Set task: Reproduce every record below verbatim, omitting the pictures from your output.

== == ==

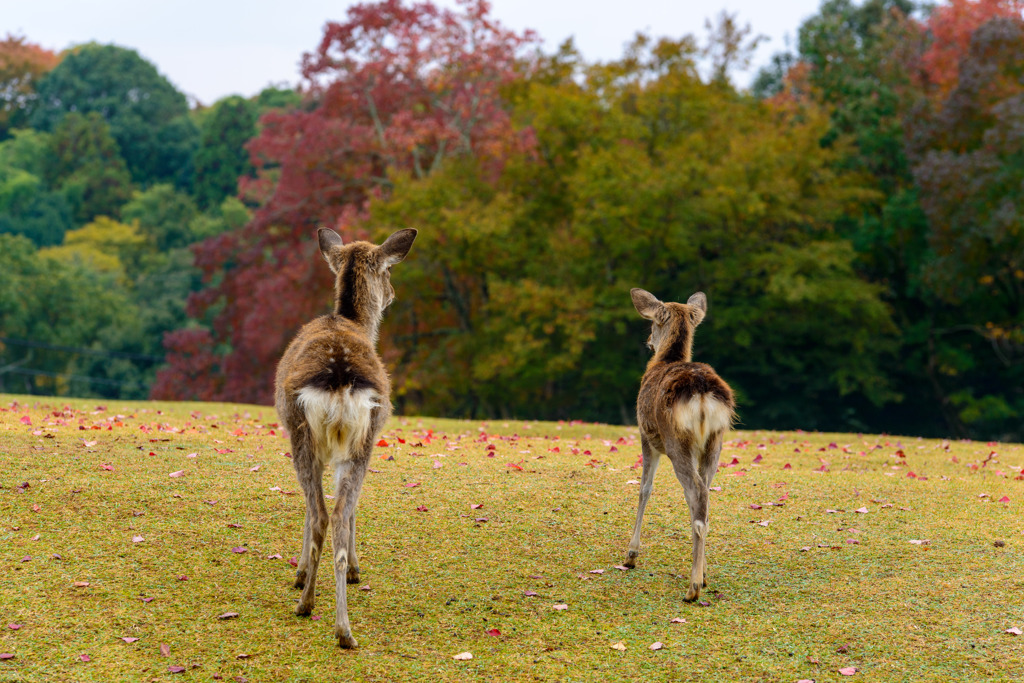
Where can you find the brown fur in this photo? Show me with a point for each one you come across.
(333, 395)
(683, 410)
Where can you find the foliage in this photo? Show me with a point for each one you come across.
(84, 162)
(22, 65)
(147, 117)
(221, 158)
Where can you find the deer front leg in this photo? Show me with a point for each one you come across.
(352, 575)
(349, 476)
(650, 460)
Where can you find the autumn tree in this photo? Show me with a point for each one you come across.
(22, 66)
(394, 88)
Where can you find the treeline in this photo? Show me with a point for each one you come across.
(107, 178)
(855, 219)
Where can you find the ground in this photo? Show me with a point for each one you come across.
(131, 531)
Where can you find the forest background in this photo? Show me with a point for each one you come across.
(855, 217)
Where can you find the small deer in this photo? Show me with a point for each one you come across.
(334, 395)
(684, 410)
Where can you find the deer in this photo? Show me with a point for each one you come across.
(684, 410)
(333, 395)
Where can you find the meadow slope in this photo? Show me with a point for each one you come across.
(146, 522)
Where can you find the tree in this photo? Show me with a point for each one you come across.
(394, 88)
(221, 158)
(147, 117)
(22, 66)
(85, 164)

== == ==

Output for this task:
Where can you find the brown fur in this photo? Show me with a point for each one you come across.
(333, 395)
(683, 410)
Where can you find the foliage in this photo? Show me with a point for each one you come across.
(84, 162)
(22, 65)
(147, 117)
(221, 158)
Where can you find the deer front leg in this photo? Show me with a point for each one you come across.
(352, 575)
(349, 476)
(650, 460)
Where can you find the autumn tree in this photo? Show me with a point for each one you come across.
(22, 66)
(394, 88)
Where can you find the treeline in this photo? Show me with a point for each one you come across.
(107, 178)
(855, 219)
Where can you find the ground in this photo? Show me with a point for each one you come across.
(131, 531)
Where can you find the forest background in this photo? Show me with a point for each one you come across.
(855, 217)
Where can you find the small deer in this photo? Show me with a point for each one you come across.
(334, 395)
(684, 410)
Where can you find the deer in this photo? Show me with a point for each one you come across.
(684, 410)
(333, 395)
Where can you find the meadow slope in this photo? Show me with a point for each one you come across.
(146, 522)
Where can you find the tree in this photo? Show me with a point for each one you come across.
(394, 88)
(221, 158)
(147, 117)
(22, 66)
(85, 164)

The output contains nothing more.